→ **Entries shown**:
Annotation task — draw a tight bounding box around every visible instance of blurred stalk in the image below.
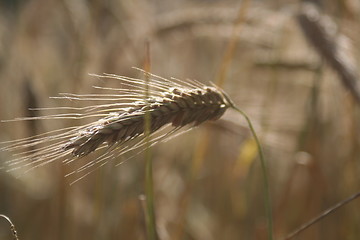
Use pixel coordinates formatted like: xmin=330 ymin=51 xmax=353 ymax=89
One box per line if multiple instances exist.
xmin=0 ymin=214 xmax=19 ymax=240
xmin=173 ymin=0 xmax=251 ymax=240
xmin=144 ymin=41 xmax=158 ymax=240
xmin=232 ymin=105 xmax=273 ymax=240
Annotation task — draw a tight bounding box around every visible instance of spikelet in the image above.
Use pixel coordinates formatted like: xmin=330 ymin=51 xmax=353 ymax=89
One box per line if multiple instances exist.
xmin=1 ymin=69 xmax=232 ymax=181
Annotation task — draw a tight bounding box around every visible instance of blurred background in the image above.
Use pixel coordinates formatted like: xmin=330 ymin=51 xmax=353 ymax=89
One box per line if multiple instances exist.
xmin=0 ymin=0 xmax=360 ymax=240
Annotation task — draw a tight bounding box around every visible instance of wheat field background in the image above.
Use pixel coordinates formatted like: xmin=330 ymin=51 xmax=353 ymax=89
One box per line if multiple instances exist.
xmin=0 ymin=0 xmax=360 ymax=240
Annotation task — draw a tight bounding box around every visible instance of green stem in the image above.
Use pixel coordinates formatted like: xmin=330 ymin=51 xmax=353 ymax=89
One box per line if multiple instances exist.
xmin=232 ymin=105 xmax=273 ymax=240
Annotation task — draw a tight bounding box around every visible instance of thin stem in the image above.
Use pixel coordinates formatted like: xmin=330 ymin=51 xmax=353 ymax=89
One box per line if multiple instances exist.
xmin=144 ymin=41 xmax=158 ymax=240
xmin=0 ymin=214 xmax=19 ymax=240
xmin=232 ymin=105 xmax=273 ymax=240
xmin=284 ymin=192 xmax=360 ymax=240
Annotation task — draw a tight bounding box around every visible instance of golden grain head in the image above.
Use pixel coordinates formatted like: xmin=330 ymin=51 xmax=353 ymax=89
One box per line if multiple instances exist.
xmin=2 ymin=69 xmax=232 ymax=181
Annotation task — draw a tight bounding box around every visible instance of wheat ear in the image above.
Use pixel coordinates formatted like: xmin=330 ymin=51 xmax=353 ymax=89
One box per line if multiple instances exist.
xmin=2 ymin=69 xmax=231 ymax=180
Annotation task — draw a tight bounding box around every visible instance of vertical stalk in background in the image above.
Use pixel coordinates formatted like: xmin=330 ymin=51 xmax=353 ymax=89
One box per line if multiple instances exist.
xmin=0 ymin=214 xmax=19 ymax=240
xmin=173 ymin=0 xmax=251 ymax=240
xmin=232 ymin=105 xmax=273 ymax=240
xmin=144 ymin=41 xmax=158 ymax=240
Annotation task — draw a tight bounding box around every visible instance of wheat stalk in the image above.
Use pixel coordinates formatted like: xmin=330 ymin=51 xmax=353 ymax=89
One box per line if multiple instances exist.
xmin=2 ymin=69 xmax=232 ymax=182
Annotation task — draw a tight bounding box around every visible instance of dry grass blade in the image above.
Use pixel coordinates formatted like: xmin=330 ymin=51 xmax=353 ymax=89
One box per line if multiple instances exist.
xmin=0 ymin=214 xmax=19 ymax=240
xmin=2 ymin=70 xmax=230 ymax=182
xmin=284 ymin=192 xmax=360 ymax=240
xmin=298 ymin=3 xmax=360 ymax=104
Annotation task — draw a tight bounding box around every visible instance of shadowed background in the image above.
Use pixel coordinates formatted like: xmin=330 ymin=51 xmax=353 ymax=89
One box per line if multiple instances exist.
xmin=0 ymin=0 xmax=360 ymax=240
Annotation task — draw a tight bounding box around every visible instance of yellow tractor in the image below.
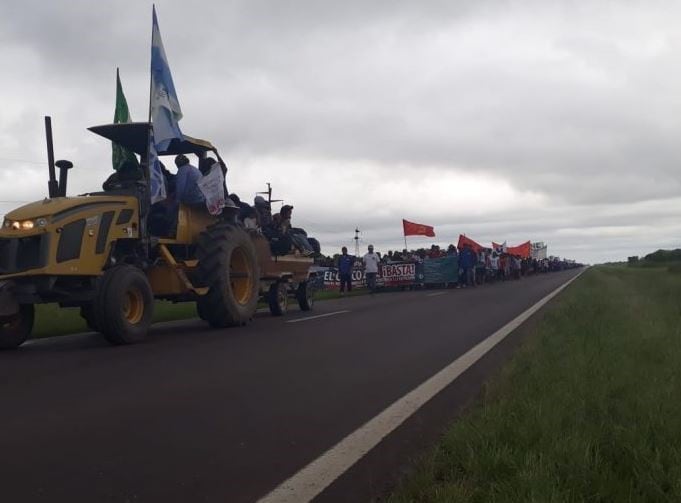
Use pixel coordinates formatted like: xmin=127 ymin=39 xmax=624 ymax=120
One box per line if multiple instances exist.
xmin=0 ymin=117 xmax=314 ymax=349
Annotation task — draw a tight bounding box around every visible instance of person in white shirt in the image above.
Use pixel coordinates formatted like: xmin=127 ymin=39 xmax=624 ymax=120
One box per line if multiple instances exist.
xmin=362 ymin=245 xmax=381 ymax=293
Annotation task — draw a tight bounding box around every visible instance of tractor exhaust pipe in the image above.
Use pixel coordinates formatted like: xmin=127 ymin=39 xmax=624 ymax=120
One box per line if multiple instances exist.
xmin=55 ymin=159 xmax=73 ymax=197
xmin=45 ymin=115 xmax=59 ymax=199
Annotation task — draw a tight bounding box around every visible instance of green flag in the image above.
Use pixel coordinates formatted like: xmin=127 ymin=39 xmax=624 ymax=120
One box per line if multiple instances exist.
xmin=111 ymin=68 xmax=139 ymax=171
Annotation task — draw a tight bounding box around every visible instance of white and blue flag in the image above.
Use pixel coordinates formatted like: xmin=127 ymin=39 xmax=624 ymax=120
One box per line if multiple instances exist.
xmin=150 ymin=7 xmax=184 ymax=152
xmin=149 ymin=131 xmax=167 ymax=204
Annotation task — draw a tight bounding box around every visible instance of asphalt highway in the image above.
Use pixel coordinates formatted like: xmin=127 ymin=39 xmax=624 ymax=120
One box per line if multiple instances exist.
xmin=0 ymin=271 xmax=578 ymax=503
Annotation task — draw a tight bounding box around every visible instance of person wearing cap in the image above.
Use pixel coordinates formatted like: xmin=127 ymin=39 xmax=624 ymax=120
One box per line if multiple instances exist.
xmin=362 ymin=245 xmax=381 ymax=293
xmin=175 ymin=154 xmax=206 ymax=204
xmin=253 ymin=196 xmax=272 ymax=229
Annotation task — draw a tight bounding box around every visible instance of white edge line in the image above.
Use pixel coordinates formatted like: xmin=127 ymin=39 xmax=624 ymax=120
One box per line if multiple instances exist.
xmin=258 ymin=268 xmax=587 ymax=503
xmin=286 ymin=309 xmax=350 ymax=323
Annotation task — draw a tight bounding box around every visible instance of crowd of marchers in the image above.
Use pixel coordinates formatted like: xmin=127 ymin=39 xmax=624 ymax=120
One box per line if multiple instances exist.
xmin=316 ymin=243 xmax=582 ymax=293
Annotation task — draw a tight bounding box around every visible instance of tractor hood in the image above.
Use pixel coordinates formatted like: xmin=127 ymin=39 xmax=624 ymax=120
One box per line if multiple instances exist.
xmin=5 ymin=196 xmax=127 ymax=222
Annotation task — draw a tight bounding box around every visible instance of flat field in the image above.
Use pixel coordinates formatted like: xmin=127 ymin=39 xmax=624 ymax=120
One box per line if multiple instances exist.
xmin=388 ymin=266 xmax=681 ymax=503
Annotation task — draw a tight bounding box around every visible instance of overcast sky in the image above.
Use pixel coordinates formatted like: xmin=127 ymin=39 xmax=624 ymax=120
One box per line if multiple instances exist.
xmin=0 ymin=0 xmax=681 ymax=263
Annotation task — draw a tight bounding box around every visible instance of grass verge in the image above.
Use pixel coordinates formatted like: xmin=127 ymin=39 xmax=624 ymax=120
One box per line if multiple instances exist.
xmin=388 ymin=267 xmax=681 ymax=503
xmin=31 ymin=290 xmax=367 ymax=339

→ **Exercise description**:
Set out the whole listing above as a numbered list, one line per item, skipping blank lines and leaving out the pictures.

→ **Result below**:
1. Annotation task — draw a tight bounding box around every visible instance of blurred stalk in the image below.
2. Use pixel coordinates formatted like: xmin=330 ymin=51 xmax=353 ymax=89
3. One box per line if multiple instances exist.
4. xmin=0 ymin=214 xmax=19 ymax=240
5. xmin=173 ymin=0 xmax=251 ymax=240
6. xmin=144 ymin=41 xmax=158 ymax=240
7. xmin=232 ymin=105 xmax=273 ymax=240
8. Annotation task — draw a tight bounding box around every visible instance of spikelet in the image above.
9. Use pixel coordinates formatted like: xmin=330 ymin=51 xmax=353 ymax=89
10. One box per line if multiple instances exist.
11. xmin=1 ymin=69 xmax=232 ymax=181
12. Annotation task — draw a tight bounding box around every visible instance of blurred background in the image above.
13. Use pixel coordinates formatted like: xmin=330 ymin=51 xmax=353 ymax=89
14. One box per line if multiple instances exist.
15. xmin=0 ymin=0 xmax=360 ymax=240
16. Annotation task — draw a tight bounding box around every visible instance of wheat field background in the image above.
17. Use pixel coordinates formatted like: xmin=330 ymin=51 xmax=353 ymax=89
18. One box per line if multiple instances exist.
19. xmin=0 ymin=0 xmax=360 ymax=240
20. Annotation task — draw a tight bounding box around every visible instance of green stem in the image above.
21. Use pixel coordinates formatted like: xmin=330 ymin=51 xmax=353 ymax=89
22. One box per line if multiple instances exist.
23. xmin=232 ymin=105 xmax=273 ymax=240
24. Annotation task — draw a tight bounding box around every visible instance of thin stem in the image above.
25. Use pixel coordinates formatted like: xmin=330 ymin=51 xmax=353 ymax=89
26. One box per line if multiple instances exist.
27. xmin=144 ymin=41 xmax=158 ymax=240
28. xmin=0 ymin=214 xmax=19 ymax=240
29. xmin=232 ymin=105 xmax=273 ymax=240
30. xmin=284 ymin=192 xmax=360 ymax=240
31. Annotation task — draw a tight bounding box around every visible instance of golden grain head in the image above.
32. Use pixel coordinates formatted like: xmin=330 ymin=51 xmax=353 ymax=89
33. One box per line if multiple instances exist.
34. xmin=2 ymin=69 xmax=232 ymax=181
35. Annotation task — draw a tight bounding box around every visible instance of wheat ear in the image above.
36. Use pixel coordinates formatted like: xmin=330 ymin=51 xmax=353 ymax=89
37. One box per line if multiple instances exist.
38. xmin=2 ymin=69 xmax=231 ymax=180
39. Annotation task — draw a tight bounding box around every visible instance of vertical stalk in background in the image above.
40. Use pixel coordinates formatted like: xmin=330 ymin=51 xmax=353 ymax=89
41. One box per line if multiple instances exist.
42. xmin=0 ymin=214 xmax=19 ymax=240
43. xmin=173 ymin=0 xmax=251 ymax=240
44. xmin=232 ymin=105 xmax=273 ymax=240
45. xmin=144 ymin=41 xmax=158 ymax=240
46. Annotation task — draw a tight bounding box around every visible instance of wheat stalk in the image above.
47. Use pixel coordinates formatted like: xmin=330 ymin=51 xmax=353 ymax=89
48. One box per line if multiple instances exist.
49. xmin=2 ymin=69 xmax=232 ymax=182
50. Annotation task — draw a tight bounding box around every visible instance of dry grass blade in the image above.
51. Use pixel coordinates formatted like: xmin=330 ymin=51 xmax=353 ymax=89
52. One box per line if multiple instances exist.
53. xmin=0 ymin=214 xmax=19 ymax=240
54. xmin=2 ymin=70 xmax=230 ymax=182
55. xmin=284 ymin=192 xmax=360 ymax=240
56. xmin=298 ymin=3 xmax=360 ymax=104
57. Annotation task — draw a tight bounding box around every visible instance of shadowed background in the image above.
58. Use pixel coordinates formatted like: xmin=330 ymin=51 xmax=353 ymax=89
59. One box per line if multiple instances exist.
60. xmin=0 ymin=0 xmax=360 ymax=240
61. Annotation task — draw a tight bounding box around every visible instance of yellow tractor in the image below.
62. Use pixel coordinates formatted like: xmin=127 ymin=39 xmax=624 ymax=120
63. One box per line if multiple instances exist.
64. xmin=0 ymin=117 xmax=314 ymax=349
65. Annotation task — draw a tight bounding box around every visible instance of person in white shirt in the image above.
66. Use pixel coordinates formatted like: xmin=127 ymin=39 xmax=624 ymax=120
67. One box per line if multiple instances exist.
68. xmin=362 ymin=245 xmax=381 ymax=293
69. Annotation task — draw a tight bounding box around every visible instance of tractor exhaust pipe in the image above.
70. Use pixel coordinates formatted like: xmin=127 ymin=39 xmax=624 ymax=120
71. One box per line if multiple instances exist.
72. xmin=55 ymin=159 xmax=73 ymax=197
73. xmin=45 ymin=115 xmax=59 ymax=199
74. Annotation task — draw a tight bounding box around every visible instance of green flag in the image above.
75. Use pixel coordinates formatted like: xmin=127 ymin=39 xmax=624 ymax=120
76. One box per line if multiple instances exist.
77. xmin=111 ymin=68 xmax=139 ymax=171
78. Annotation task — draw a tight bounding box around every visible instance of white and blue flag in the image above.
79. Use pixel coordinates formatted like: xmin=127 ymin=39 xmax=624 ymax=120
80. One box per line if multiple instances exist.
81. xmin=150 ymin=7 xmax=184 ymax=152
82. xmin=149 ymin=131 xmax=167 ymax=204
83. Annotation task — draw a tight bounding box around every visible instance of asphalt highway in the image above.
84. Use pixel coordinates formatted like: xmin=127 ymin=39 xmax=624 ymax=120
85. One box per line if multiple instances exist.
86. xmin=0 ymin=271 xmax=578 ymax=503
87. Annotation task — draw a tight bounding box around every visible instance of person wearing cap in the image above.
88. Use pixel coordinates formatted like: xmin=127 ymin=39 xmax=624 ymax=120
89. One box per line if multiple instances exist.
90. xmin=362 ymin=245 xmax=381 ymax=293
91. xmin=175 ymin=154 xmax=206 ymax=204
92. xmin=253 ymin=196 xmax=272 ymax=229
93. Annotation task — draw a tight bounding box around every visible instance of white edge line in the image above.
94. Use pixel coordinates formatted like: xmin=127 ymin=39 xmax=624 ymax=120
95. One box per line if multiple instances exist.
96. xmin=258 ymin=268 xmax=587 ymax=503
97. xmin=286 ymin=309 xmax=350 ymax=323
98. Annotation task — draw a tight bounding box around every visible instance of crowd of marchers in the image above.
99. Use pixel coordinates formatted like: xmin=127 ymin=39 xmax=624 ymax=120
100. One box per line if multiple instances exist.
101. xmin=316 ymin=243 xmax=582 ymax=293
102. Annotation task — draw a tight bounding box around every visible instance of tractor hood in the image above.
103. Use pixel coordinates formatted like: xmin=127 ymin=39 xmax=624 ymax=120
104. One box per line if multiple instances exist.
105. xmin=5 ymin=196 xmax=127 ymax=222
106. Annotation task — draw a tight bounding box around every visible instance of flat field in the image above.
107. Use pixel coordinates formatted like: xmin=127 ymin=39 xmax=624 ymax=120
108. One box per line if multiple instances exist.
109. xmin=388 ymin=266 xmax=681 ymax=503
110. Annotation task — draw a tight bounding box around every visible instance of overcast sky in the image above.
111. Use pixel coordinates formatted like: xmin=127 ymin=39 xmax=624 ymax=120
112. One box per line if multiple instances exist.
113. xmin=0 ymin=0 xmax=681 ymax=263
114. Annotation task — draw a tight bounding box around every visible instance of grass verge in the image above.
115. Use pixel coordinates formatted like: xmin=127 ymin=39 xmax=624 ymax=120
116. One box per line if multiple instances exist.
117. xmin=388 ymin=267 xmax=681 ymax=503
118. xmin=31 ymin=290 xmax=367 ymax=339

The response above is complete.